▶ _Task instructions_
From the line with "request: trace the outline of every instance of the tree trunk" down to the final line of the material below, quote every line exactly and leave out all lines before it.

Outline labeling records:

>>>

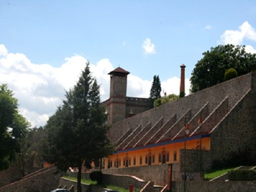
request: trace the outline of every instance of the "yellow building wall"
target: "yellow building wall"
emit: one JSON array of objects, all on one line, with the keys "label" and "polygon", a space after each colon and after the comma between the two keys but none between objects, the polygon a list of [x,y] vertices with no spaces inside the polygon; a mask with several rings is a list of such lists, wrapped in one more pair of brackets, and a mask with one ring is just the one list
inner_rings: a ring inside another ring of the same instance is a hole
[{"label": "yellow building wall", "polygon": [[[204,150],[210,150],[210,137],[206,137],[202,139],[202,148]],[[148,147],[141,150],[129,151],[124,153],[117,153],[109,156],[105,158],[104,167],[105,168],[108,168],[109,163],[112,162],[112,166],[110,168],[115,168],[115,161],[118,160],[118,167],[122,168],[125,167],[124,165],[125,163],[125,161],[127,159],[128,167],[133,167],[136,166],[143,166],[148,164],[146,163],[146,156],[148,157],[150,153],[151,154],[151,164],[161,164],[162,162],[159,161],[159,155],[161,154],[163,151],[165,152],[165,159],[166,159],[167,154],[169,156],[169,159],[167,159],[166,163],[171,163],[174,162],[178,162],[180,161],[180,149],[184,148],[184,142],[179,143],[171,143],[161,146],[155,146],[153,147]],[[186,141],[186,149],[200,149],[200,139],[191,140]],[[174,159],[174,154],[176,154],[176,160]],[[155,162],[153,162],[153,157],[155,156]],[[140,163],[140,158],[142,157],[141,163]],[[134,164],[134,159],[136,159],[136,164]],[[130,161],[130,163],[129,161]],[[148,157],[147,158],[148,162]]]}]

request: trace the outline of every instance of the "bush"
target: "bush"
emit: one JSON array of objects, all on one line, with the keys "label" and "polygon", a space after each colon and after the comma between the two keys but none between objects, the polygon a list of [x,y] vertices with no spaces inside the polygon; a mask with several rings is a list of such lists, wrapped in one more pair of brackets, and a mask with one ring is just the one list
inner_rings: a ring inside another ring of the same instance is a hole
[{"label": "bush", "polygon": [[184,91],[182,91],[180,93],[180,95],[179,96],[179,97],[182,98],[184,97],[185,97],[185,93],[184,92]]},{"label": "bush", "polygon": [[229,181],[256,181],[256,170],[236,169],[228,172]]},{"label": "bush", "polygon": [[99,170],[92,172],[90,174],[90,178],[92,181],[96,181],[98,184],[102,182],[102,172]]},{"label": "bush", "polygon": [[238,72],[234,68],[230,68],[225,72],[224,79],[225,81],[238,76]]}]

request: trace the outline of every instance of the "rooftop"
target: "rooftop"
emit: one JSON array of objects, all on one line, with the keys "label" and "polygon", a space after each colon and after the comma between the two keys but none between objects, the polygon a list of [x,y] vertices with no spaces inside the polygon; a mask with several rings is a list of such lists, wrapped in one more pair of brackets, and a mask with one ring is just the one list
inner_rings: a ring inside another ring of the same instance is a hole
[{"label": "rooftop", "polygon": [[121,68],[120,67],[118,67],[117,68],[116,68],[114,71],[112,71],[109,73],[109,75],[115,75],[116,74],[122,73],[125,75],[128,75],[130,72],[124,70],[122,68]]}]

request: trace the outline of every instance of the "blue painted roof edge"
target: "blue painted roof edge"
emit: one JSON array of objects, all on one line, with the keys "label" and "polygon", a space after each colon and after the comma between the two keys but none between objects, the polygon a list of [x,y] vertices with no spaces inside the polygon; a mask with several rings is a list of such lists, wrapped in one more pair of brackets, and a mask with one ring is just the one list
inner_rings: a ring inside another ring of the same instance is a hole
[{"label": "blue painted roof edge", "polygon": [[[202,136],[202,137],[201,137],[201,136]],[[189,141],[191,140],[200,139],[200,138],[204,138],[210,137],[210,134],[205,134],[205,135],[195,135],[195,136],[188,137],[188,138],[186,138],[186,141]],[[145,146],[139,146],[137,147],[130,148],[127,148],[127,149],[126,149],[124,150],[118,151],[116,153],[114,153],[113,155],[121,153],[125,153],[125,152],[132,152],[132,151],[136,151],[136,150],[142,150],[143,148],[154,147],[156,146],[161,146],[161,145],[167,145],[169,144],[179,143],[179,142],[184,142],[184,141],[185,141],[185,138],[178,139],[176,139],[176,140],[169,140],[169,141],[161,142],[160,143],[150,144],[149,145],[145,145]]]}]

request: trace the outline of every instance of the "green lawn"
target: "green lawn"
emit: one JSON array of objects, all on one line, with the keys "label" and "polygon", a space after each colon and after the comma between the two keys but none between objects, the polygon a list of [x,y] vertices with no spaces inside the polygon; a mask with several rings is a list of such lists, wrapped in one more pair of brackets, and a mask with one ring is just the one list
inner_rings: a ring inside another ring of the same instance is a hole
[{"label": "green lawn", "polygon": [[229,170],[234,169],[237,167],[231,167],[210,169],[204,174],[204,178],[207,180],[210,180],[223,174],[227,173]]},{"label": "green lawn", "polygon": [[[77,181],[77,178],[76,177],[69,177],[69,176],[63,176],[62,178],[66,178],[68,179],[70,179],[73,181]],[[100,185],[97,184],[97,181],[92,181],[91,180],[86,180],[86,179],[81,179],[81,182],[84,184],[87,184],[88,185],[95,185],[97,186],[99,186],[104,188],[109,188],[112,190],[118,190],[120,192],[129,192],[129,190],[127,189],[125,189],[124,188],[118,187],[117,186],[110,185]],[[135,192],[139,191],[140,190],[138,189],[134,189],[134,191]]]}]

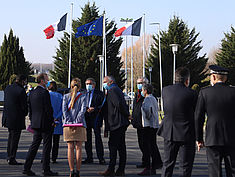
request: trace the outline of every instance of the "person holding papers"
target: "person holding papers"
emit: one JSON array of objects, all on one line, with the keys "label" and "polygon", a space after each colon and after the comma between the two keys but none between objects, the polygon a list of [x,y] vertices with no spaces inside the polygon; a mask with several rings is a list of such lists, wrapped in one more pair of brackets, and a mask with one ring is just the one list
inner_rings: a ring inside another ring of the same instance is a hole
[{"label": "person holding papers", "polygon": [[[80,177],[82,143],[86,141],[86,94],[80,92],[81,80],[71,81],[70,93],[63,97],[64,141],[68,144],[70,177]],[[76,149],[76,171],[74,169],[74,148]]]}]

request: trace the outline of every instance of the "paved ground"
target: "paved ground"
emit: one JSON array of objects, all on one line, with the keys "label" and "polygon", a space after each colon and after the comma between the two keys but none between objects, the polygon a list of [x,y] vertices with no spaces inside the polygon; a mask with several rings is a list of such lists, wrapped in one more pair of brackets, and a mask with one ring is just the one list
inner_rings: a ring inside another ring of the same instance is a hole
[{"label": "paved ground", "polygon": [[[1,113],[0,113],[0,120],[1,120]],[[6,128],[0,127],[0,177],[19,177],[24,176],[22,175],[23,166],[10,166],[6,162],[6,147],[7,147],[7,136],[8,132]],[[107,138],[103,139],[104,148],[105,148],[105,159],[108,162],[108,146],[107,146]],[[26,153],[28,148],[32,142],[32,134],[23,131],[19,143],[19,148],[17,152],[17,160],[19,162],[24,163]],[[136,177],[138,176],[137,173],[141,171],[141,169],[136,168],[136,164],[141,160],[141,153],[138,149],[137,145],[137,137],[136,131],[132,127],[128,128],[126,134],[126,143],[127,143],[127,167],[126,167],[126,176],[127,177]],[[158,137],[158,146],[163,156],[163,139]],[[38,176],[42,176],[42,164],[40,163],[41,155],[42,155],[42,148],[38,151],[36,159],[34,160],[34,164],[32,170],[36,172]],[[60,142],[60,150],[59,150],[59,158],[58,163],[51,164],[52,171],[59,172],[60,176],[69,176],[69,167],[67,162],[67,154],[66,154],[67,146],[66,143],[63,142],[63,138],[61,137]],[[95,151],[95,150],[94,150]],[[93,151],[93,152],[94,152]],[[83,157],[85,157],[85,150],[83,148]],[[94,158],[96,158],[96,154],[94,153]],[[95,160],[94,164],[91,165],[82,165],[81,168],[81,176],[87,177],[95,177],[98,176],[98,172],[104,171],[107,168],[106,165],[99,165],[98,160]],[[205,150],[196,153],[194,167],[192,176],[193,177],[204,177],[207,176],[208,169],[207,169],[207,161]],[[160,177],[161,171],[157,170],[157,175]],[[174,170],[174,176],[178,176],[178,162],[176,164]]]}]

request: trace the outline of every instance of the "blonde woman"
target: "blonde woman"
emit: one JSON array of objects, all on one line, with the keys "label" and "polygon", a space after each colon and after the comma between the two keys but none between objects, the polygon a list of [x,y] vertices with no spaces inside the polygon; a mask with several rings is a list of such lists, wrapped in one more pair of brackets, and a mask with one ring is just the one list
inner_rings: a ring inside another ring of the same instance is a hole
[{"label": "blonde woman", "polygon": [[[63,97],[64,141],[68,144],[70,177],[80,177],[82,143],[86,141],[86,95],[81,93],[81,80],[74,78],[70,93]],[[76,150],[76,170],[74,169],[74,148]]]}]

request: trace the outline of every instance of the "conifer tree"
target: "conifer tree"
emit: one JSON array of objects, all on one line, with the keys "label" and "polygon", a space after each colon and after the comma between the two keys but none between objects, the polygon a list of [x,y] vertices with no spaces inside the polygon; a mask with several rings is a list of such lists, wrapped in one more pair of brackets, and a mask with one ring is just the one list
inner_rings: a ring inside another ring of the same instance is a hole
[{"label": "conifer tree", "polygon": [[[204,68],[207,58],[205,54],[199,56],[202,49],[201,41],[197,41],[199,33],[195,28],[190,30],[188,26],[174,16],[169,22],[167,31],[161,31],[161,56],[162,56],[162,78],[163,87],[173,83],[173,53],[170,44],[179,44],[176,53],[176,68],[185,66],[190,70],[190,86],[198,84],[203,86],[201,81],[206,77]],[[156,95],[160,96],[160,77],[159,77],[159,47],[158,36],[153,36],[154,44],[151,46],[151,54],[146,64],[147,77],[149,77],[148,69],[152,69],[152,84],[157,90]]]},{"label": "conifer tree", "polygon": [[25,60],[23,47],[19,46],[19,38],[14,36],[11,29],[4,40],[0,51],[0,89],[4,89],[13,74],[31,73],[31,64]]},{"label": "conifer tree", "polygon": [[231,27],[231,32],[224,35],[220,51],[216,55],[216,62],[229,69],[228,83],[235,85],[235,28]]},{"label": "conifer tree", "polygon": [[[84,84],[85,79],[93,77],[97,81],[99,88],[100,64],[98,55],[102,54],[103,38],[102,36],[85,36],[75,38],[77,27],[87,24],[99,18],[99,11],[95,3],[88,2],[82,8],[82,16],[73,21],[72,32],[72,64],[71,78],[79,77]],[[122,38],[115,39],[114,33],[117,30],[114,21],[106,20],[106,45],[107,45],[107,68],[108,75],[114,76],[117,84],[122,88],[124,84],[124,74],[120,73],[122,66],[121,57],[118,56],[122,44]],[[55,70],[51,71],[53,79],[62,83],[64,86],[68,82],[68,52],[69,52],[69,34],[64,33],[64,37],[59,39],[59,48],[54,56]]]}]

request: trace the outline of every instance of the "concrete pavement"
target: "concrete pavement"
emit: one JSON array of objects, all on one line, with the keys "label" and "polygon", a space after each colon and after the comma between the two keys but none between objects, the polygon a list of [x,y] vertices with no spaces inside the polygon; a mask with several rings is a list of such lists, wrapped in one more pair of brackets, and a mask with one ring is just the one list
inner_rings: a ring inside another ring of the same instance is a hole
[{"label": "concrete pavement", "polygon": [[[0,120],[1,120],[0,113]],[[27,122],[28,123],[28,122]],[[6,147],[7,147],[7,136],[8,131],[6,128],[0,127],[0,177],[20,177],[25,176],[22,174],[23,166],[12,166],[8,165],[6,162]],[[158,138],[158,146],[160,149],[160,153],[163,157],[163,139],[161,137]],[[26,153],[29,149],[29,146],[32,142],[32,134],[23,130],[21,134],[21,139],[17,152],[17,161],[24,163]],[[94,141],[93,141],[94,142]],[[103,138],[104,150],[105,150],[105,160],[109,161],[109,151],[108,151],[108,139]],[[126,176],[127,177],[137,177],[137,173],[139,173],[142,169],[137,169],[136,164],[141,161],[141,153],[138,149],[137,136],[135,129],[130,126],[126,133],[126,144],[127,144],[127,166],[126,166]],[[99,165],[98,160],[96,159],[95,148],[93,148],[93,156],[94,156],[94,164],[82,165],[81,167],[81,176],[84,177],[96,177],[99,176],[98,172],[104,171],[107,168],[107,165]],[[34,160],[32,170],[38,176],[42,176],[42,164],[41,161],[42,155],[42,147],[40,147],[38,154]],[[85,149],[83,145],[83,158],[85,158]],[[59,175],[62,177],[69,176],[69,166],[67,162],[67,145],[63,141],[63,137],[61,136],[60,141],[60,149],[59,149],[59,157],[58,163],[51,164],[51,170],[59,172]],[[117,161],[118,163],[118,161]],[[176,163],[176,167],[174,169],[174,176],[178,175],[178,161]],[[196,152],[194,167],[192,176],[193,177],[205,177],[208,176],[208,168],[207,168],[207,160],[205,155],[205,149],[200,152]],[[157,170],[158,177],[161,176],[161,170]]]}]

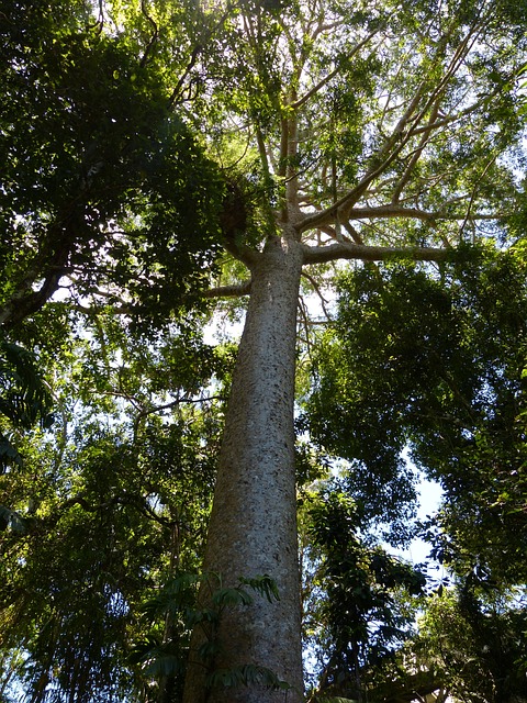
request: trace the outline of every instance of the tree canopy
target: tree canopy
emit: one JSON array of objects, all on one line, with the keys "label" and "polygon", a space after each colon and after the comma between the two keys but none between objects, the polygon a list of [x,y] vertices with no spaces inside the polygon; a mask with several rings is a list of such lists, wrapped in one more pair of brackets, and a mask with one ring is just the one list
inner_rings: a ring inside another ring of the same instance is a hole
[{"label": "tree canopy", "polygon": [[0,700],[527,698],[526,14],[1,3]]}]

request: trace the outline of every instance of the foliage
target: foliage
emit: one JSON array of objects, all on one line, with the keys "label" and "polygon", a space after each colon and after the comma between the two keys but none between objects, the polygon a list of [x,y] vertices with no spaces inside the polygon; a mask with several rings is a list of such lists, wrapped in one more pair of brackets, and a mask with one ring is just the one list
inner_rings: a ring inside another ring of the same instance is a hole
[{"label": "foliage", "polygon": [[20,2],[2,24],[4,325],[64,286],[124,295],[160,324],[217,247],[222,180],[171,110],[164,67],[90,10]]},{"label": "foliage", "polygon": [[[216,629],[222,614],[225,609],[250,605],[254,598],[247,589],[269,601],[279,598],[277,584],[268,576],[251,579],[240,577],[237,587],[226,588],[216,574],[177,573],[142,606],[150,627],[156,627],[159,622],[166,623],[162,639],[153,629],[145,639],[134,645],[128,661],[139,665],[145,677],[157,678],[161,682],[168,679],[170,696],[180,700],[190,635],[199,626],[206,635],[199,656],[211,670],[208,676],[209,688],[264,685],[287,689],[287,684],[265,667],[243,665],[233,669],[212,669],[214,656],[221,646]],[[202,604],[200,590],[211,593],[206,605]]]},{"label": "foliage", "polygon": [[307,504],[311,559],[318,566],[305,626],[322,669],[317,700],[362,700],[365,671],[411,635],[415,611],[405,600],[423,593],[426,577],[360,535],[360,510],[338,487],[321,490]]},{"label": "foliage", "polygon": [[428,604],[412,651],[455,700],[520,700],[526,695],[526,617],[525,598],[485,592],[466,580]]},{"label": "foliage", "polygon": [[[525,3],[4,4],[0,501],[25,532],[0,533],[1,685],[168,703],[192,626],[276,600],[261,577],[200,609],[181,573],[199,570],[233,367],[202,341],[199,293],[212,276],[245,295],[265,242],[294,231],[311,292],[362,261],[322,338],[304,311],[299,482],[350,469],[304,504],[318,688],[361,695],[408,633],[423,577],[368,529],[411,535],[410,445],[445,490],[425,535],[464,579],[423,641],[439,651],[453,612],[474,659],[458,691],[506,698],[525,620],[485,589],[525,581]],[[504,643],[492,661],[480,634]],[[283,688],[256,665],[217,681]]]},{"label": "foliage", "polygon": [[0,467],[21,466],[22,458],[9,434],[31,429],[37,423],[49,427],[53,406],[49,389],[35,358],[18,344],[0,337]]},{"label": "foliage", "polygon": [[435,556],[478,555],[511,582],[524,563],[525,280],[514,249],[474,252],[437,275],[346,275],[307,400],[313,438],[352,461],[356,491],[381,477],[383,491],[397,486],[410,444],[446,495]]}]

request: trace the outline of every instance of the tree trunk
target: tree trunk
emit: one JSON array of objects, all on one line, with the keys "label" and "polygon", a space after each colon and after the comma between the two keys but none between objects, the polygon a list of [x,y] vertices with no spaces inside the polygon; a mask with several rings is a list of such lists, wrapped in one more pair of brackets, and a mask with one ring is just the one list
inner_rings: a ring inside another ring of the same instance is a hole
[{"label": "tree trunk", "polygon": [[302,699],[301,605],[294,472],[294,368],[300,245],[271,239],[253,267],[251,294],[218,459],[204,570],[223,585],[270,576],[280,600],[226,609],[214,669],[265,667],[291,687],[205,690],[197,634],[184,703],[271,703]]}]

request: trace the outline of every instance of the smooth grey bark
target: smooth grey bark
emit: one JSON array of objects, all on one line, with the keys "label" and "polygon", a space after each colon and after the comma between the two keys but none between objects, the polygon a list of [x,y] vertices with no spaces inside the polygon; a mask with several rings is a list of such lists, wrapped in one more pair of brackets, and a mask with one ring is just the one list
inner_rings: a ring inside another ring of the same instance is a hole
[{"label": "smooth grey bark", "polygon": [[302,247],[272,237],[251,266],[253,282],[218,458],[204,571],[223,585],[270,576],[280,600],[227,609],[214,668],[265,667],[292,689],[205,691],[206,671],[191,651],[184,703],[302,700],[301,603],[294,471],[294,371]]}]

<<<

▶ _Answer in full_
request: trace the outline of every instance of the tree trunk
target: tree trunk
emit: one JSON array of objects, all on one line, with the keys "label" and "polygon", a space after each colon and after the comma between the two keys but none between objects, the polygon a list of [x,y] vertices with no spaces inside the polygon; a mask with several rings is a list of such lists, wrapped in one more pair of brackets, and a mask with one ring is just the one list
inner_rings: a ring inside another ring of the same instance is a hole
[{"label": "tree trunk", "polygon": [[302,699],[301,605],[294,472],[294,368],[300,245],[271,239],[253,267],[251,294],[218,459],[204,570],[223,585],[270,576],[280,600],[226,609],[214,669],[265,667],[291,687],[205,690],[197,634],[184,703],[271,703]]}]

request: trace the outline of every instance of the smooth grey bark
target: smooth grey bark
emit: one JSON array of objects, all on one line, with the keys "label" and "polygon", a space after each colon and after the comma between the two keys but none between objects, the polygon a list of [x,y] vertices with no spaces inside the polygon; a mask with several rings is a list of such lists, wrapped in one more pair of brackets, and a mask with one ring is just the one list
inner_rings: a ring inside another ring of the same instance is a hole
[{"label": "smooth grey bark", "polygon": [[302,247],[272,237],[251,266],[253,282],[218,458],[204,571],[223,585],[270,576],[280,600],[227,609],[214,668],[265,667],[292,689],[205,691],[206,671],[191,651],[184,703],[302,700],[301,603],[294,471],[294,371]]}]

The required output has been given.